• **Document text**:
__________________________________________________

(Insert Title Here)
United for Communism said:
Tiassa, I hate to be the outcast, but I don't support the Democratic Party either. They are also bought by corporate interests and do not promote true equality.
One problem I have with the recommendation I'm about to make is that it requires a bit of long effort. That is, to understand the context as fully as possible, one must read a few other novels first.
But Steven Brust, if you haven't read him, is an excellent fantasy author. No, I'm not huge on fantasy in general, but this isn't your average fantasy cycle.
Brust's Taltos Cycle follows a gangster from being a lowly member of the most reviled class in his stratified society to being a player in events of imperial and divine consequence.
Okay, sounds like a standard hero arc, right?
But Brust is also a Trotskyist sympathizer. His parents were renowned activists in the American socialist movement. Eventually, this pushes through in the stories.
Teckla, the third in the series, and
Phoenix, the fifth, dwell in ideas quite clearly drawn from revolutionary communism.
...She sighed. "Kelly has his hands on the truth about the way a society works, about where the power is, and the cause of the injustice he sees. But it is a truth for another time and another place. He has built an organization around these ideas, and because of their truth, his organization prospers. But the truth he has based his policies on, the fuel for this fire he is building, has no such strength in the Empire. Perhaps in ten thousand years, or a hundred thousand, but not now. And by proceeding as he has, he is setting up his people to be massacred. Do you understand? He is building a world of ideas with no foundation beneath them. When they collapse ...." Her voice trailed off.

__________________________________________________

• **Exercise A**: In the post about Steven Brust's novels, the quoted passage says Kelly "has his hands on the truth" about several things. List each of them.
• **Exercise B**: In the quoted passage of the post about Steven Brust's novels, why does the speaker believe Kelly is setting up his people to be massacred?

__________________________________________________

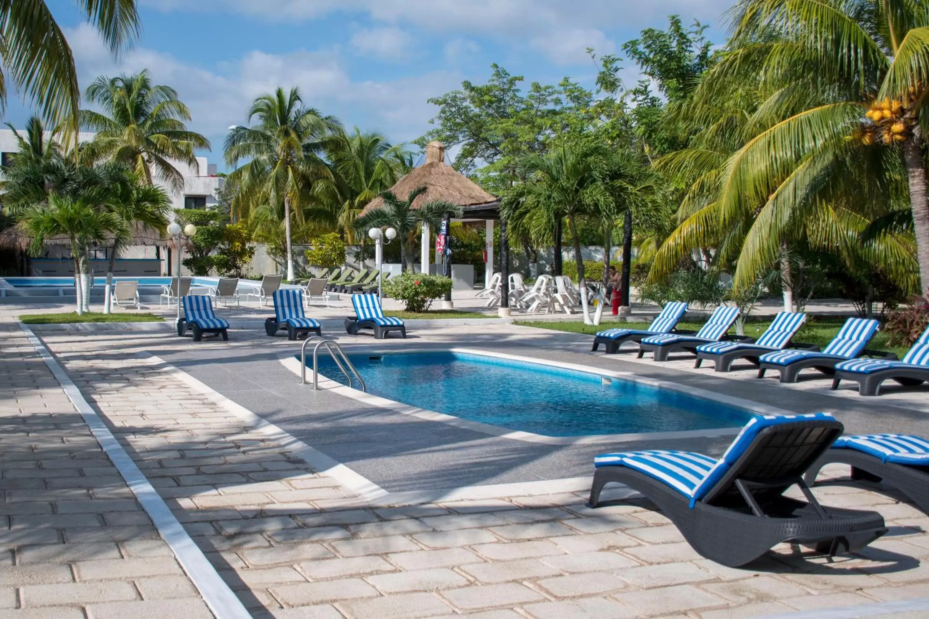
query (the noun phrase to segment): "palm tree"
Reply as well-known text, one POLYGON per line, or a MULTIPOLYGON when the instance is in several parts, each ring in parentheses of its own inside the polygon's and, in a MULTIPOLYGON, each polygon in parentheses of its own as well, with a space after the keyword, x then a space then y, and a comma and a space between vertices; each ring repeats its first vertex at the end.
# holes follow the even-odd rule
POLYGON ((412 203, 425 192, 426 187, 417 187, 407 195, 406 200, 400 200, 390 191, 385 191, 381 194, 384 204, 355 219, 355 229, 359 231, 386 226, 397 230, 400 263, 405 271, 412 272, 412 253, 408 251, 409 238, 421 224, 428 224, 435 228, 446 214, 462 216, 461 206, 442 200, 429 200, 413 208, 412 203))
POLYGON ((86 247, 102 243, 111 238, 125 242, 129 228, 125 222, 113 213, 101 211, 98 205, 83 199, 51 196, 46 204, 36 204, 23 212, 18 225, 32 237, 30 251, 39 253, 46 239, 65 236, 74 259, 74 284, 77 292, 77 313, 87 311, 86 294, 89 291, 89 265, 86 247))
MULTIPOLYGON (((326 148, 333 171, 328 190, 338 205, 338 223, 347 240, 354 241, 353 223, 365 205, 394 186, 412 168, 410 152, 402 146, 391 146, 374 132, 352 134, 338 131, 326 148)), ((363 243, 365 235, 360 236, 363 243)))
POLYGON ((237 126, 226 138, 229 165, 251 159, 229 174, 239 187, 233 209, 248 212, 262 205, 283 204, 287 279, 293 281, 292 216, 302 223, 313 184, 332 179, 319 153, 340 124, 333 116, 303 107, 295 87, 289 94, 278 88, 256 98, 248 110, 248 122, 252 119, 257 119, 255 126, 237 126))
POLYGON ((176 190, 183 188, 184 175, 172 161, 199 170, 194 149, 209 148, 209 140, 188 130, 184 121, 190 120, 190 111, 174 88, 152 85, 148 70, 114 78, 100 75, 85 95, 103 110, 79 113, 81 126, 97 132, 84 147, 85 161, 122 163, 149 185, 158 176, 176 190))
MULTIPOLYGON (((521 187, 523 209, 541 213, 542 219, 554 223, 564 216, 574 243, 574 260, 578 266, 578 287, 585 324, 593 324, 587 306, 587 279, 584 276, 578 220, 587 215, 606 213, 612 203, 607 186, 600 176, 604 151, 599 147, 560 146, 547 155, 529 155, 519 166, 529 179, 521 187)), ((512 207, 511 207, 512 208, 512 207)), ((509 221, 507 213, 507 221, 509 221)))
MULTIPOLYGON (((74 4, 114 56, 138 34, 135 0, 74 4)), ((0 110, 7 99, 6 77, 9 77, 27 98, 39 105, 52 124, 76 119, 81 91, 74 58, 46 2, 0 0, 0 64, 5 70, 0 71, 0 110)))

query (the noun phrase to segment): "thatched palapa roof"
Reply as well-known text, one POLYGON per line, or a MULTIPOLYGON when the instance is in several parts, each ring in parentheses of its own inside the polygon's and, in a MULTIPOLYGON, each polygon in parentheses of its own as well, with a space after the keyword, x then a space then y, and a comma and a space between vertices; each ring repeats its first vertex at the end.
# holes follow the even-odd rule
MULTIPOLYGON (((146 246, 157 246, 157 247, 168 247, 172 240, 170 239, 162 238, 158 232, 144 227, 138 224, 134 224, 132 228, 132 239, 129 241, 129 245, 146 245, 146 246)), ((3 232, 0 232, 0 247, 26 251, 29 248, 30 243, 32 243, 33 239, 27 234, 24 234, 15 226, 11 226, 3 232)), ((45 245, 69 245, 68 238, 64 236, 59 237, 49 237, 46 239, 45 245)), ((106 243, 104 243, 106 245, 106 243)))
MULTIPOLYGON (((477 183, 445 163, 445 147, 440 142, 429 142, 425 147, 425 163, 397 181, 390 187, 390 192, 404 200, 410 192, 421 187, 425 187, 426 191, 413 201, 413 208, 433 200, 444 200, 464 207, 465 217, 469 213, 477 213, 478 210, 490 213, 500 208, 496 196, 484 191, 477 183)), ((375 198, 368 202, 362 213, 369 213, 383 204, 383 198, 375 198)))

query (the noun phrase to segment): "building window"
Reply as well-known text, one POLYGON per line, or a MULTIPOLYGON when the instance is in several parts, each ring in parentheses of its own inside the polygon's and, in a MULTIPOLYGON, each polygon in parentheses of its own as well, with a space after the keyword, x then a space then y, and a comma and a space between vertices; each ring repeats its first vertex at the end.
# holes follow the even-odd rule
POLYGON ((185 209, 205 209, 206 196, 184 196, 185 209))

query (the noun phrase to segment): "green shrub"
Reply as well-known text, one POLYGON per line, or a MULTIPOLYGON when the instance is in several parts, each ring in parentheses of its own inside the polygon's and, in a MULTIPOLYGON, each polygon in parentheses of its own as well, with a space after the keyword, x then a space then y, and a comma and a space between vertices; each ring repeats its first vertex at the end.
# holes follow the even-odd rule
POLYGON ((451 291, 451 279, 438 275, 403 273, 384 282, 385 294, 405 303, 408 312, 427 310, 433 299, 451 291))
POLYGON ((304 252, 311 266, 333 268, 346 262, 346 242, 336 232, 330 232, 316 239, 310 239, 312 247, 304 252))
MULTIPOLYGON (((611 263, 612 266, 619 269, 620 263, 611 263)), ((575 262, 566 262, 561 264, 561 274, 568 276, 575 284, 578 283, 578 264, 575 262)), ((583 261, 583 277, 587 281, 603 281, 603 261, 585 260, 583 261)))

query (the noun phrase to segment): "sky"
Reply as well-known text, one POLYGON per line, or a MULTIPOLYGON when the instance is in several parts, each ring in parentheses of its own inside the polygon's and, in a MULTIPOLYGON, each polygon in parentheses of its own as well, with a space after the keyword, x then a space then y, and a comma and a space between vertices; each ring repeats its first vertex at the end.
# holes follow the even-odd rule
MULTIPOLYGON (((644 28, 667 16, 710 25, 722 43, 731 0, 139 0, 142 33, 113 58, 73 0, 47 0, 72 46, 82 89, 98 75, 148 68, 190 110, 210 162, 222 161, 228 128, 246 123, 249 103, 277 86, 300 89, 306 105, 347 128, 379 131, 394 143, 432 125, 427 101, 484 83, 491 63, 526 82, 564 76, 591 85, 585 48, 622 55, 644 28)), ((634 85, 635 65, 622 78, 634 85)), ((11 93, 3 120, 23 126, 32 107, 11 93)))

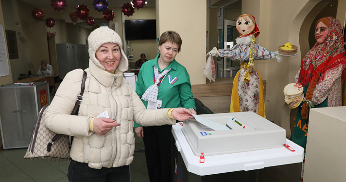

__________________________________________________

• **Problem solution A**:
- The way a society works
- Where the power is
- The cause of the injustice he sees

• **Problem solution B**: The truth behind Kelly's policies belongs to another time and place and has no strength in the Empire. By acting on it now, he is building a world of ideas with no foundation beneath them, and those ideas will collapse.